▶ _Exercise description_
Which lines in the listing below contain the string "surface"? Gather every one of them and copy each line in full.

▶ _Records to use_
* BEGIN *

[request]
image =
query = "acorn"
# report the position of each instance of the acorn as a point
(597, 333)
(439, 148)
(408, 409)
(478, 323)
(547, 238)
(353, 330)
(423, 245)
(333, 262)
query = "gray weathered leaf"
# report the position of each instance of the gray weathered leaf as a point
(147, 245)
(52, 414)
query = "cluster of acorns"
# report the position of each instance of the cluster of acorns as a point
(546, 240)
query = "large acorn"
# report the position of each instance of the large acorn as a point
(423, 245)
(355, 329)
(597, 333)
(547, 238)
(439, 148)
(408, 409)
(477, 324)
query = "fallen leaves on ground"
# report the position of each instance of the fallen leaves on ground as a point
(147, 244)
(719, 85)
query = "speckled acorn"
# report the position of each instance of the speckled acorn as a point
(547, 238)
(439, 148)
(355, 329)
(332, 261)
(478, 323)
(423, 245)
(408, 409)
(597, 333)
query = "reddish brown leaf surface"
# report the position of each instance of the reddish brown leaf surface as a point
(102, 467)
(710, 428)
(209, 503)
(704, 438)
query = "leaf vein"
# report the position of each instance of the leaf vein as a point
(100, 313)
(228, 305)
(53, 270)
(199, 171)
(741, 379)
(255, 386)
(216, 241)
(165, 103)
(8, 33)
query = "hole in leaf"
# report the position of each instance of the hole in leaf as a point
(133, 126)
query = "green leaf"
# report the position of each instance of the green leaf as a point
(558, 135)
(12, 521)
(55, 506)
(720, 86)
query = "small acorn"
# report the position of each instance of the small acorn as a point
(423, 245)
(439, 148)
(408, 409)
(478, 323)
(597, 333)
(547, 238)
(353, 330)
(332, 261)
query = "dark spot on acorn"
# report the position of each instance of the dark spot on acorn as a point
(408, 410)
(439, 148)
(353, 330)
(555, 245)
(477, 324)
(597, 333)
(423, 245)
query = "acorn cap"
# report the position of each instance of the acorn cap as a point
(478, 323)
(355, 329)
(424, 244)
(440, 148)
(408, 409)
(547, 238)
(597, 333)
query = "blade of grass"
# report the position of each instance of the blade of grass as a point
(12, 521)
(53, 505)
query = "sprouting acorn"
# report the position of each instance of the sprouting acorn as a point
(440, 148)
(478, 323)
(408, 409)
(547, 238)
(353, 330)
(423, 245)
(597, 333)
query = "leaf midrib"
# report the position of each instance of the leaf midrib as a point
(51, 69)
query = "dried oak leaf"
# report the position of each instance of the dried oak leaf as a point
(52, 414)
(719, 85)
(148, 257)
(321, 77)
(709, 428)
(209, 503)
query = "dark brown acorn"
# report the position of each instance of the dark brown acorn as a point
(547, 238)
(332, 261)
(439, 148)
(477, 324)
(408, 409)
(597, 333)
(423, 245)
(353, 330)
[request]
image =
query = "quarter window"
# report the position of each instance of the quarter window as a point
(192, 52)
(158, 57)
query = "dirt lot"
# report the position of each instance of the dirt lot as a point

* END *

▶ _Exercise answer_
query = "reddish brown leaf surface"
# report the position of each instance of the reddish brown leaf surface as a point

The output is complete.